§ What this task involves
Identify every line in the entries below that contains the word "archway", and copy each of those lines.

§ Records shown
-- START --

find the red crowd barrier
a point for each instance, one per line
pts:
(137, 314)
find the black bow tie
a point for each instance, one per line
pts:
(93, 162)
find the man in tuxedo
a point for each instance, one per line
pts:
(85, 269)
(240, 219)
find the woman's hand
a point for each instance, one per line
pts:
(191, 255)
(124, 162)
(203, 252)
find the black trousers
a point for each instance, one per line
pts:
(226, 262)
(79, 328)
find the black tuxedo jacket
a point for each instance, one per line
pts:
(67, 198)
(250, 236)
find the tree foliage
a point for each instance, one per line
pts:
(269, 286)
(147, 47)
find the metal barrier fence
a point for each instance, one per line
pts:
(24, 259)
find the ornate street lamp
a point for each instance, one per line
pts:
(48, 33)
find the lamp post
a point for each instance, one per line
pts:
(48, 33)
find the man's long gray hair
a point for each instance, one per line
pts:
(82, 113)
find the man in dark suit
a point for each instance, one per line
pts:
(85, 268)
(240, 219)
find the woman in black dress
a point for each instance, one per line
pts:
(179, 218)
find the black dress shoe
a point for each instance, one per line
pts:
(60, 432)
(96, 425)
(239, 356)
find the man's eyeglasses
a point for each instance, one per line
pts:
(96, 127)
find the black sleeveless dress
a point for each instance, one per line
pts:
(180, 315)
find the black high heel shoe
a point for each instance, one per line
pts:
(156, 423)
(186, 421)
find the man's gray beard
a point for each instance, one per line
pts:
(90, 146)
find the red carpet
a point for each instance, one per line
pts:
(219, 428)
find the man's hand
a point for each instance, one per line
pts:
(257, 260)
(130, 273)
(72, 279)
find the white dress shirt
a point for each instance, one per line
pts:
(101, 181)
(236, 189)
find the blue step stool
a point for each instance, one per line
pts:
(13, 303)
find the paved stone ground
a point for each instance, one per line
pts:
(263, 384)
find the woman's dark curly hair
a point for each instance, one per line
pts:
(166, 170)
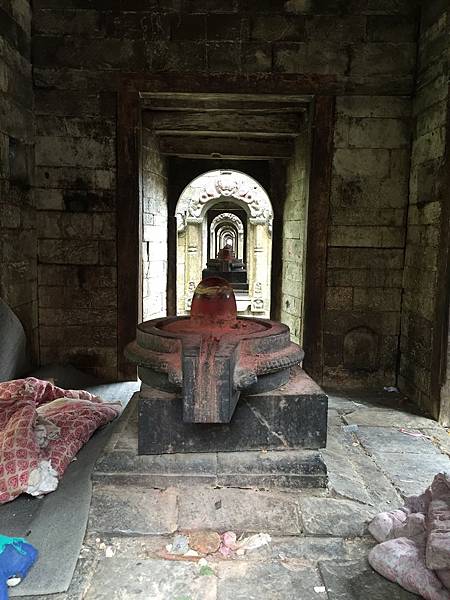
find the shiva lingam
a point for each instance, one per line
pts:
(213, 356)
(216, 382)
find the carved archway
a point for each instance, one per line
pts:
(233, 192)
(220, 185)
(220, 225)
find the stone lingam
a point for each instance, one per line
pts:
(217, 382)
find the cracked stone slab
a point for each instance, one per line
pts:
(412, 473)
(239, 510)
(133, 510)
(385, 417)
(356, 580)
(388, 439)
(293, 416)
(304, 548)
(271, 469)
(354, 475)
(335, 517)
(128, 579)
(271, 580)
(127, 461)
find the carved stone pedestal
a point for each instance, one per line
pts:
(291, 418)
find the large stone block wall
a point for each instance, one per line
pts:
(425, 248)
(82, 47)
(369, 198)
(154, 229)
(75, 204)
(17, 227)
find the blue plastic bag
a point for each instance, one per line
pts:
(17, 557)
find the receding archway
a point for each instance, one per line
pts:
(241, 219)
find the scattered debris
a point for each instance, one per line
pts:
(206, 571)
(17, 557)
(252, 543)
(413, 433)
(180, 545)
(199, 544)
(350, 428)
(205, 542)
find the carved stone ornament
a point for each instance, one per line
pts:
(209, 188)
(227, 218)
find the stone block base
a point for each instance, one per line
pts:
(291, 417)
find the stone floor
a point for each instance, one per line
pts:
(319, 537)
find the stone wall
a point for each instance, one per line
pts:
(369, 198)
(154, 229)
(294, 238)
(17, 228)
(82, 48)
(426, 246)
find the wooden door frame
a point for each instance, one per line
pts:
(323, 90)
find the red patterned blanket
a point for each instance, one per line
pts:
(42, 427)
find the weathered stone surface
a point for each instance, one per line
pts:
(385, 439)
(239, 510)
(121, 578)
(293, 416)
(372, 417)
(354, 580)
(205, 542)
(133, 510)
(274, 581)
(286, 469)
(411, 473)
(329, 516)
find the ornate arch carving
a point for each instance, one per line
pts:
(209, 188)
(228, 217)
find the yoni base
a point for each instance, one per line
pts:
(292, 417)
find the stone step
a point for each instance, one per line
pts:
(288, 469)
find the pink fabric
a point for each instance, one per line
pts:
(78, 415)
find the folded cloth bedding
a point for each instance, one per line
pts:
(42, 427)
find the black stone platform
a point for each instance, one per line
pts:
(291, 417)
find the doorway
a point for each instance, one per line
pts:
(276, 144)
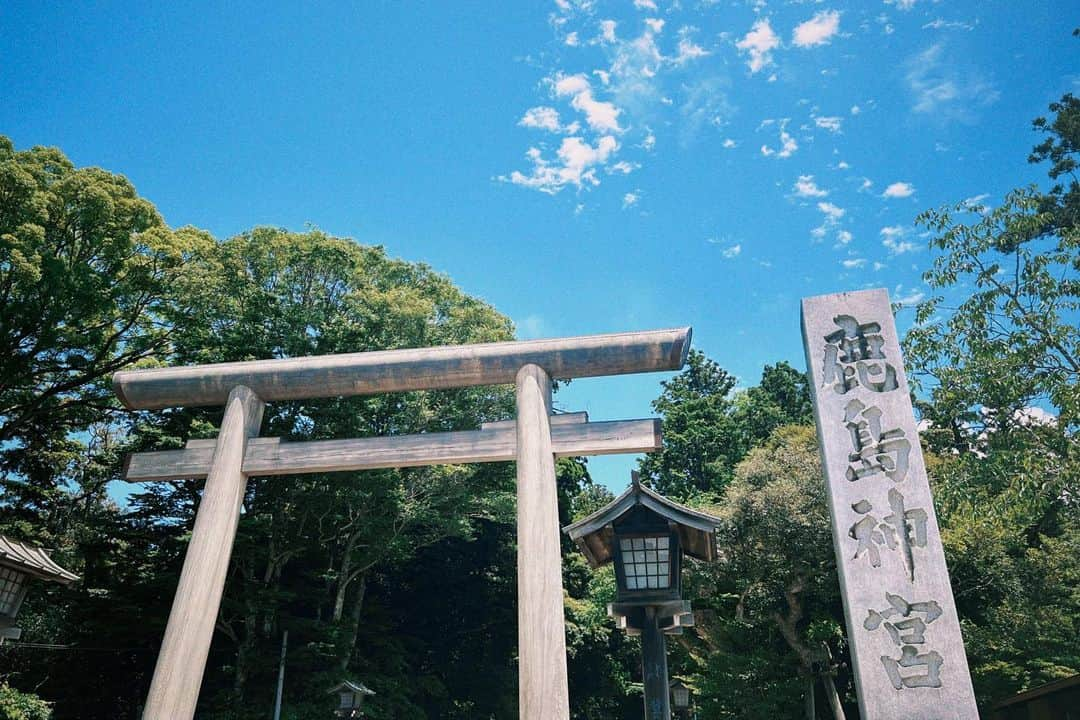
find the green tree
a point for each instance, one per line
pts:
(15, 705)
(1061, 149)
(997, 353)
(89, 271)
(710, 426)
(770, 614)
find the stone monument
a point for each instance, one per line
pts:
(902, 622)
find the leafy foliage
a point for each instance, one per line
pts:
(15, 705)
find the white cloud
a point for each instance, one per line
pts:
(977, 203)
(940, 24)
(787, 145)
(570, 84)
(805, 187)
(892, 238)
(759, 42)
(832, 123)
(818, 30)
(688, 51)
(945, 89)
(577, 161)
(545, 118)
(599, 114)
(899, 190)
(910, 298)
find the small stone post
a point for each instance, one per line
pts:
(902, 622)
(655, 668)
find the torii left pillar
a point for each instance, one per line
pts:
(542, 691)
(183, 659)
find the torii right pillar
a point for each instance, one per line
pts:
(902, 623)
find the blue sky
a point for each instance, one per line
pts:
(583, 166)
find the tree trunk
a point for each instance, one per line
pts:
(834, 697)
(358, 606)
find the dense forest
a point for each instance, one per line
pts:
(405, 580)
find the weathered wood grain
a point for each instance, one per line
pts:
(559, 419)
(270, 456)
(395, 370)
(177, 675)
(542, 688)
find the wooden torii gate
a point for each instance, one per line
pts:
(534, 439)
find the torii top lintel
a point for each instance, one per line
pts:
(396, 370)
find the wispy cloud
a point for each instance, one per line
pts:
(545, 118)
(759, 43)
(818, 30)
(575, 164)
(939, 24)
(908, 298)
(832, 123)
(805, 187)
(899, 190)
(787, 144)
(942, 87)
(892, 238)
(601, 116)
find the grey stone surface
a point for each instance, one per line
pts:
(902, 622)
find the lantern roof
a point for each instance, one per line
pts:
(358, 688)
(32, 561)
(594, 533)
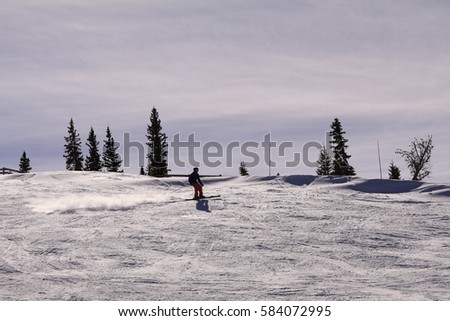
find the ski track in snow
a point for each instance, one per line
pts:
(104, 236)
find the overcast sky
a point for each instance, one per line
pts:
(227, 71)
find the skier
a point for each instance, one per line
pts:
(196, 182)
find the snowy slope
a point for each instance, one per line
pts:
(99, 236)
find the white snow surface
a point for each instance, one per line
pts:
(105, 236)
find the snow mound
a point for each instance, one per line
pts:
(116, 236)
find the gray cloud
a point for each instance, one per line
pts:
(207, 65)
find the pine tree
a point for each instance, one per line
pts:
(324, 164)
(72, 149)
(157, 143)
(339, 145)
(24, 165)
(243, 169)
(111, 159)
(394, 171)
(93, 160)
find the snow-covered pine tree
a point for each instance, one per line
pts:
(394, 171)
(324, 164)
(157, 144)
(339, 145)
(111, 159)
(72, 149)
(24, 165)
(243, 169)
(93, 159)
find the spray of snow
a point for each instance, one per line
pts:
(73, 203)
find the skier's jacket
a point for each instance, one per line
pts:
(195, 178)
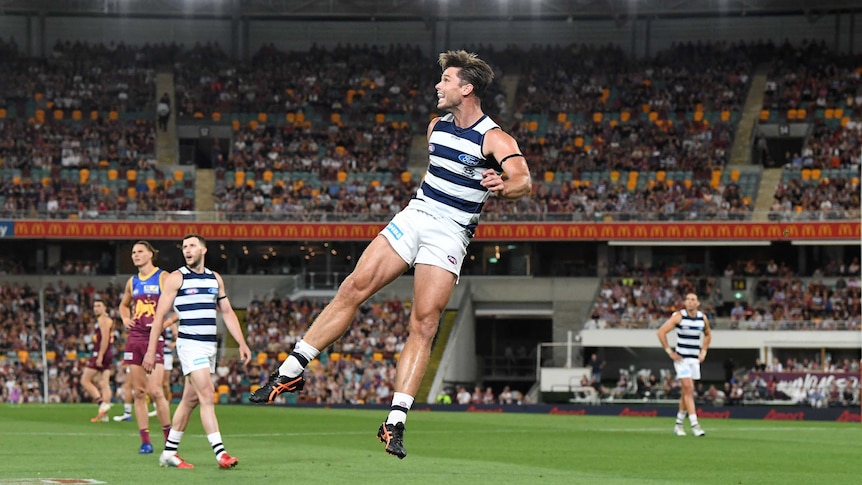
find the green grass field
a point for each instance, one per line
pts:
(292, 445)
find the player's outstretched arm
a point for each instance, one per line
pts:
(126, 306)
(666, 327)
(170, 286)
(707, 339)
(231, 321)
(517, 182)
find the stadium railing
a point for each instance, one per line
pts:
(335, 216)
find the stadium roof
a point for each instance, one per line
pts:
(427, 9)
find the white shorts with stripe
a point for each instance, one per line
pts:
(196, 355)
(688, 368)
(420, 237)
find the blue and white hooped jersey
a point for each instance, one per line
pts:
(195, 305)
(688, 332)
(452, 185)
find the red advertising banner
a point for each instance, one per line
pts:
(575, 231)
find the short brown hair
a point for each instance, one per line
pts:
(474, 71)
(199, 238)
(149, 247)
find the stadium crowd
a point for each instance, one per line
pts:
(613, 139)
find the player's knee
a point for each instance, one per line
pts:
(354, 289)
(425, 326)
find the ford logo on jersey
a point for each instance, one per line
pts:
(468, 159)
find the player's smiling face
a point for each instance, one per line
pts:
(193, 252)
(141, 255)
(449, 89)
(691, 302)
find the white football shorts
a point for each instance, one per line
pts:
(196, 355)
(688, 368)
(419, 237)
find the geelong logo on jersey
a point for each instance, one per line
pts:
(467, 159)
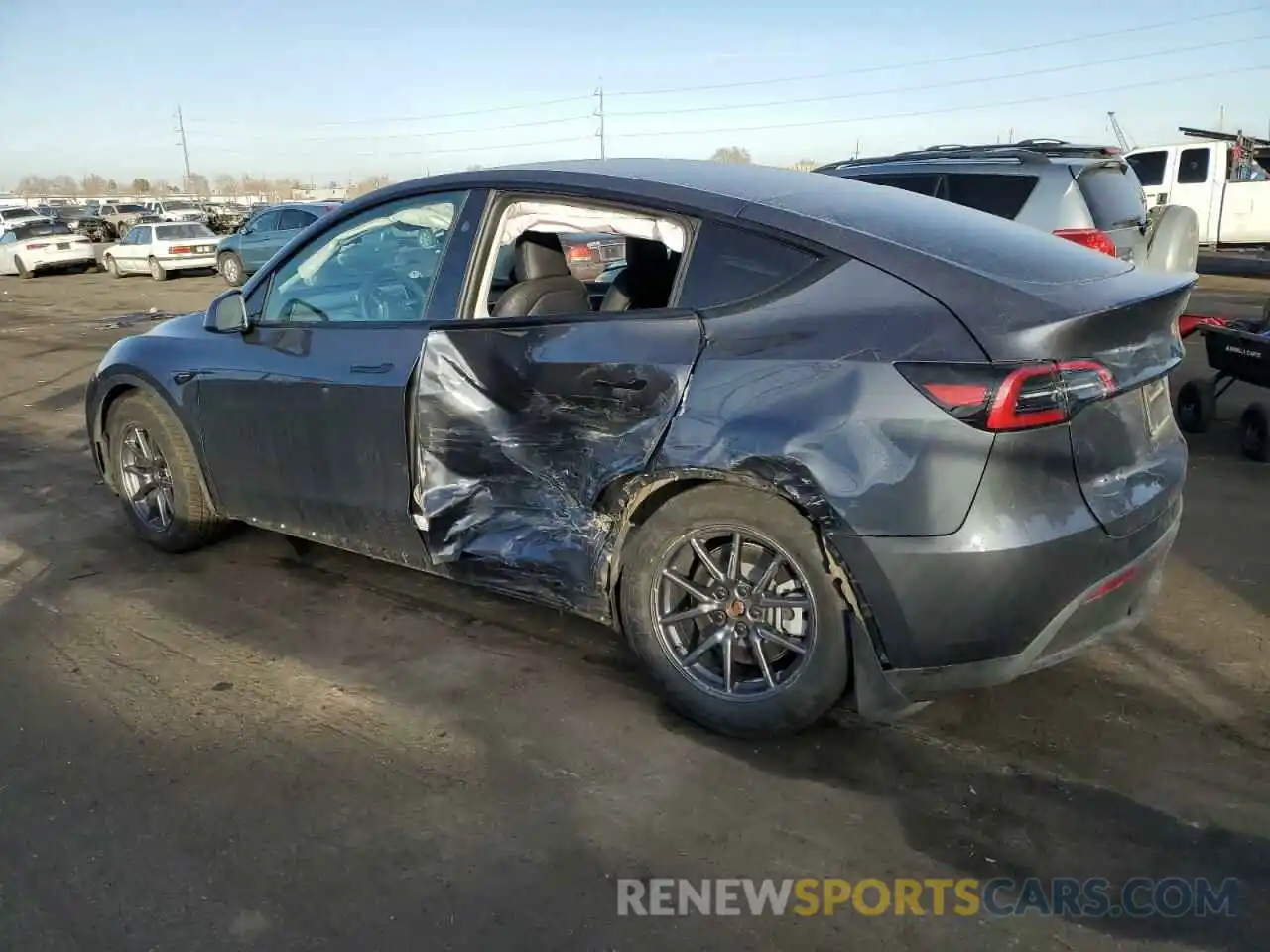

-- END --

§ Finished exercise
find the carved archway
find the receding archway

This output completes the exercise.